Your task
Extract every line below, verbatim.

[START OF Data for the task]

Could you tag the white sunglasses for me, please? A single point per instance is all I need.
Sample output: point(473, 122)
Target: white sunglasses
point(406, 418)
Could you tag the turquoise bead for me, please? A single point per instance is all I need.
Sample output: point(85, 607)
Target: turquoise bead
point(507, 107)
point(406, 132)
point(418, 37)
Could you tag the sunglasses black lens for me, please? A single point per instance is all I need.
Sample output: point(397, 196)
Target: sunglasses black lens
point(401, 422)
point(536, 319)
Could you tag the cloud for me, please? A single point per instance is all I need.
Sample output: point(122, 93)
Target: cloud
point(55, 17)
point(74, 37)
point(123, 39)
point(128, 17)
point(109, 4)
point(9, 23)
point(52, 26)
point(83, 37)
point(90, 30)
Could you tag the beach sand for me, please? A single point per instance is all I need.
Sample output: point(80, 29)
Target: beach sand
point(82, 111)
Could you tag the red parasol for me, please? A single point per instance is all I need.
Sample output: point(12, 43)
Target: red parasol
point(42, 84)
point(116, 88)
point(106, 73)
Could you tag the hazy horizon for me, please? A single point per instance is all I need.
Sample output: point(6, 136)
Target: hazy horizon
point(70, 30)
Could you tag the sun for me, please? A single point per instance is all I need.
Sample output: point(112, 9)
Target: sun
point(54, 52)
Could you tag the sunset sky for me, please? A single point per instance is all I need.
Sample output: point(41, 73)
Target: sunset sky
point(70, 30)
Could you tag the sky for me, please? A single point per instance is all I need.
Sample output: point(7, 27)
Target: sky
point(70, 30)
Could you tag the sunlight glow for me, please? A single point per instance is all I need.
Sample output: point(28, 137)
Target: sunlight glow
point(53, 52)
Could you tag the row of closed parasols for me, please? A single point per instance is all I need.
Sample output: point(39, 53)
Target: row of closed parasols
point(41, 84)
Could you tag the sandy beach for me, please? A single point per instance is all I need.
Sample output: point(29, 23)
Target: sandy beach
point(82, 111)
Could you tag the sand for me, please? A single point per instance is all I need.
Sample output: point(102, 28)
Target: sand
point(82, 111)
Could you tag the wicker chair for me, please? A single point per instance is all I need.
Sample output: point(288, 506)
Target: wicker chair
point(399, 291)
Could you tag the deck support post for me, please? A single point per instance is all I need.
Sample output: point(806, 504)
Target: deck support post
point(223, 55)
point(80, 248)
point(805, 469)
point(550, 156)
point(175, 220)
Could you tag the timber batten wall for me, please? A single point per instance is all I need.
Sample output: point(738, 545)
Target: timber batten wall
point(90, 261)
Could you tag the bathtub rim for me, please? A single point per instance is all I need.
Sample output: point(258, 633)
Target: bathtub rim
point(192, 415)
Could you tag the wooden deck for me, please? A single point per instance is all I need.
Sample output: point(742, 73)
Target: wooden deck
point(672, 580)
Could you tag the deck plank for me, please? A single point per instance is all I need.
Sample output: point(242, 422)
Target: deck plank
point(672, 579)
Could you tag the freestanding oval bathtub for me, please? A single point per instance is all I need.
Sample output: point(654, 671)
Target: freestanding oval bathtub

[END OF Data for the task]

Solution below
Could you tag the white sunglasses for me, please? A single point per instance is all I need.
Sample output: point(473, 122)
Target: white sunglasses
point(406, 418)
Could you tag the turquoise bead for me, please? A single point per instance is all I need.
Sample output: point(85, 607)
Target: turquoise bead
point(507, 107)
point(406, 132)
point(418, 37)
Could you tag the sunglasses black lens for me, please? A single point per instance is all I need.
Sample output: point(397, 196)
Target: sunglasses black lens
point(401, 422)
point(536, 319)
Could you tag the cloud for me, please? A single point per instance is all I need.
Sample output: point(122, 93)
Target: cloud
point(55, 17)
point(74, 37)
point(123, 39)
point(128, 17)
point(109, 4)
point(9, 23)
point(52, 26)
point(83, 37)
point(90, 30)
Could you tag the beach sand for me, please? A single point per instance is all I need.
Sample output: point(80, 29)
Target: beach sand
point(82, 111)
Could you tag the red parasol for me, please? A single point per instance is all I need.
Sample output: point(12, 43)
Target: red parasol
point(42, 84)
point(116, 88)
point(106, 73)
Could you tag the hazy horizon for me, please? A single point per instance is all I need.
Sample output: point(6, 136)
Target: hazy horizon
point(70, 30)
Could you tag the sun for me, please? A single point per instance is all I need.
Sample output: point(112, 9)
Target: sun
point(54, 52)
Could you tag the sunset sky for me, please? A single point per instance is all I need.
Sample output: point(41, 73)
Target: sunset sky
point(70, 30)
Could you tag the sky for me, please? A single point per instance is all I need.
Sample output: point(7, 27)
Target: sky
point(70, 30)
Could you tag the sunlight glow for me, please? A single point per instance is all I need.
Sample output: point(28, 137)
Target: sunlight glow
point(53, 52)
Could you tag the row of closed parasols for me, please? A single point per instance is all I need.
Sample output: point(39, 53)
Target: row of closed parasols
point(41, 84)
Could you tag the sandy beach for me, please? A single point per instance is all I need.
Sample output: point(29, 23)
Target: sandy beach
point(82, 111)
Could you tag the sand for me, please? A single point per instance is all I need.
Sample output: point(102, 28)
Target: sand
point(82, 111)
Could you tag the wicker chair for me, please? A single point per instance is all I need.
Sample output: point(288, 506)
Target: wicker chair
point(399, 291)
Could you tag the deck support post for me, please? A single point per instance is all I need.
Sample output: point(806, 504)
Target: deck support post
point(223, 55)
point(80, 248)
point(805, 469)
point(550, 156)
point(175, 220)
Could you tag the timber batten wall for me, please? A single point per instance is all I need.
Sample output: point(738, 545)
Target: timber batten wall
point(90, 261)
Could you tag the bathtub rim for me, please? A single point per instance is all I need.
Sample output: point(258, 633)
Target: bathtub rim
point(192, 415)
Could you tag the wooden deck for me, please? A single point per instance is all I need.
Sample output: point(742, 73)
Target: wooden deck
point(672, 580)
Could you tag the deck plank for me, please? A single point per instance is all I need.
Sample output: point(242, 422)
Target: deck plank
point(672, 579)
Could you tag the freestanding oval bathtub for me, please? A single point per instance is all I need.
Sample output: point(654, 671)
Target: freestanding oval bathtub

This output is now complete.